## EXERCISE AIM
The output should be every line below, retyped exactly, with no images.

Stored data entries
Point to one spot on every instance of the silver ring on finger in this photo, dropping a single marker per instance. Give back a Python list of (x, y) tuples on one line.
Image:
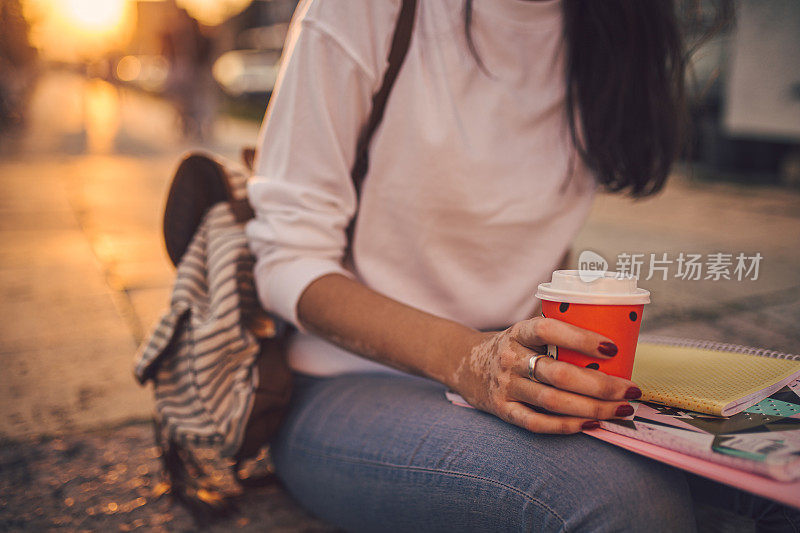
[(532, 361)]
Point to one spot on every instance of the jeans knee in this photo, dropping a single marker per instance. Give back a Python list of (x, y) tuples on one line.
[(643, 496)]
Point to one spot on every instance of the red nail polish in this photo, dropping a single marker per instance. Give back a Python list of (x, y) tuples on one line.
[(633, 393), (624, 410), (607, 348)]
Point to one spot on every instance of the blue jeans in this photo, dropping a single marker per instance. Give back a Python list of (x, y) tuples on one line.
[(376, 452)]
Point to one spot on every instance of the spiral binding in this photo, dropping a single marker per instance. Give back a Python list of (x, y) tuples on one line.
[(717, 346)]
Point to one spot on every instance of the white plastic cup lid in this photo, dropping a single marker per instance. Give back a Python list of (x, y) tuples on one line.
[(607, 288)]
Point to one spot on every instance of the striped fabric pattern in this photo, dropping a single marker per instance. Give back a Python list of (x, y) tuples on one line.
[(200, 356)]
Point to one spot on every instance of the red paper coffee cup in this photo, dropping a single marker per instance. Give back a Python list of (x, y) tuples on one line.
[(604, 302)]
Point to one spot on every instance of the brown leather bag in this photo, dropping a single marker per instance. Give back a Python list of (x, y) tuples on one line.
[(203, 180)]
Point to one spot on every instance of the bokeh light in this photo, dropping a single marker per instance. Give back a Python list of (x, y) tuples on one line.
[(212, 12), (102, 16)]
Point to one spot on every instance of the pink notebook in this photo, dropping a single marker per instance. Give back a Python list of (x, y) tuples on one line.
[(757, 450)]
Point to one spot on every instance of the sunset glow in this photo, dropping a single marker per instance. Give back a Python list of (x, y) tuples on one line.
[(102, 16), (79, 29)]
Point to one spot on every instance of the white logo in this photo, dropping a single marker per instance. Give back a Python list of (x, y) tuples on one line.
[(591, 266)]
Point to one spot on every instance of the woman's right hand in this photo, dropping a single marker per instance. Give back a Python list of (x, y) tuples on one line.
[(494, 378)]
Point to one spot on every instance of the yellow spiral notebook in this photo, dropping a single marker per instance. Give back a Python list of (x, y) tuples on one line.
[(709, 377)]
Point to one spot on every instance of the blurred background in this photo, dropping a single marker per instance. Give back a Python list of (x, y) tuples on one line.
[(99, 99)]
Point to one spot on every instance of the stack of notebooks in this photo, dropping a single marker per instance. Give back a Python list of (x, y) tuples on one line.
[(726, 412)]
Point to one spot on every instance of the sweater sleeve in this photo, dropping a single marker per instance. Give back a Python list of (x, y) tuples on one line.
[(301, 190)]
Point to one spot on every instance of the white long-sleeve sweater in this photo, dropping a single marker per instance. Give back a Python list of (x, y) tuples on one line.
[(474, 189)]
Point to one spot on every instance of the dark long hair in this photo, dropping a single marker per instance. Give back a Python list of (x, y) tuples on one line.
[(625, 100)]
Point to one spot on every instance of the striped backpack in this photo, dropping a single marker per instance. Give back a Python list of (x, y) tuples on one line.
[(216, 358)]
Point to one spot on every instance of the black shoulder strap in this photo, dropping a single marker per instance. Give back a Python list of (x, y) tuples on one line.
[(397, 53)]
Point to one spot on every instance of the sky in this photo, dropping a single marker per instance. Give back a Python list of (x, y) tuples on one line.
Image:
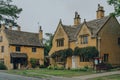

## WORKED SOLUTION
Point to one spot on every instance of the silver ring on finger in this photo, dropping a single marker per instance. Give back a Python list of (x, y) tuples on one line.
Image:
[(532, 361)]
Point to one spot on every instance of the jeans knee in this photo, dropping a single marker per instance. Give back a Python list of (x, y) tuples on one line.
[(643, 496)]
Point to one spot on every instance of the red nail polish in this photo, dropping a single marker per instance. Give back a Python list of (x, y) tuples on one line.
[(633, 393), (624, 410), (607, 348)]
Point to one spot on every instance of the blue jeans in this photo, dropping a single marker per instance. Give back a Python list of (x, y) tuples on one line.
[(376, 452)]
Point to one spot on every instance of the spiral binding in this photo, dropping a single marker per instance. Give back a Python list of (x, y) tuples on one line.
[(717, 346)]
Point to one spot on every instance of the white plastic cup lid in this photo, dropping a single marker per instance. Give back a Python list of (x, y) tuples on one line.
[(607, 288)]
Point to one spot on every instance of the striped fabric pattern in this photo, dropping a single marker per instance. Give back a Python list of (x, y) tuples on one line.
[(200, 356)]
Point to one spot on every instance of the red paper coffee cup in this photo, dropping a single marker per instance. Give back a Python list of (x, y) tuples on one line.
[(604, 302)]
Point to one spot on every instance of the brown leather bag in this photo, dropping a single marker per instance. Give back a Python list of (x, y) tuples on one line.
[(203, 180)]
Point to one spot on every instance of the bokeh light in this photo, dropping a single marker per instance. Give back a Python list of (x, y) tuples on one line.
[(212, 12), (102, 16)]
Point to one spot on every instance of the pink notebook in this photo, dropping a single marker per instance. Give back a Python list of (x, y) tuples on one line.
[(757, 450)]
Point to one spot on every instance of the sunset glow in this photo, dropping a single marker per instance. Give back a Python list of (x, y) tuples on one line.
[(102, 16), (79, 29)]
Point to one spot on every instance of the white logo in this photo, dropping a single marker per instance. Give back a Python list of (x, y) tuples on one line.
[(591, 266)]
Point to one spot on every instance of the woman's right hand in this photo, dropping a single marker per instance. Give back a Python list of (x, y) tuples on one line.
[(494, 378)]
Point to one spot on every instance of the yellow spiral notebook in this photo, dropping a single marker per instance. Give back a Python list of (x, y) tuples on one line.
[(709, 377)]
Point to one spot on every instance of the blurred background in this photo, dropping a single marker per instance. Give back a Python list of (x, y) tuples on one line.
[(99, 99)]
Point to one spot on every instance of the stack of notebooks in this photo, dropping a single marker per instance. Give back a Python list of (x, y) tuples on one line.
[(726, 412)]
Point to one spot on every instance of the sweater sleeve in this photo, dropping a single marker per instance. Give back a Python list of (x, y) tuples on one line.
[(301, 190)]
Point to one spot on every instance of the white long-sleeve sweater in this photo, dropping a single marker per instance. Give back a Python list of (x, y) tuples on one line.
[(474, 189)]
Point to one spot on every instance of the dark long hair in this photo, dropping a single marker per instance. Give back a Python list of (x, y) tuples on one line.
[(625, 100)]
Point to one spot on every instance of the striped backpack in this photo, dropping a single marker per instance. Give back a Python list of (x, y) tuples on one line.
[(216, 358)]
Point to one spot on every instance of the black shoulder strap in this photo, dropping a single marker per instance. Give back a Python list of (x, y) tuples on one line.
[(397, 53)]
Point to one spot on every instance of the sky in this photo, dropping a single marker per instance. Give back a Python list of (x, y) tuples on one line.
Image:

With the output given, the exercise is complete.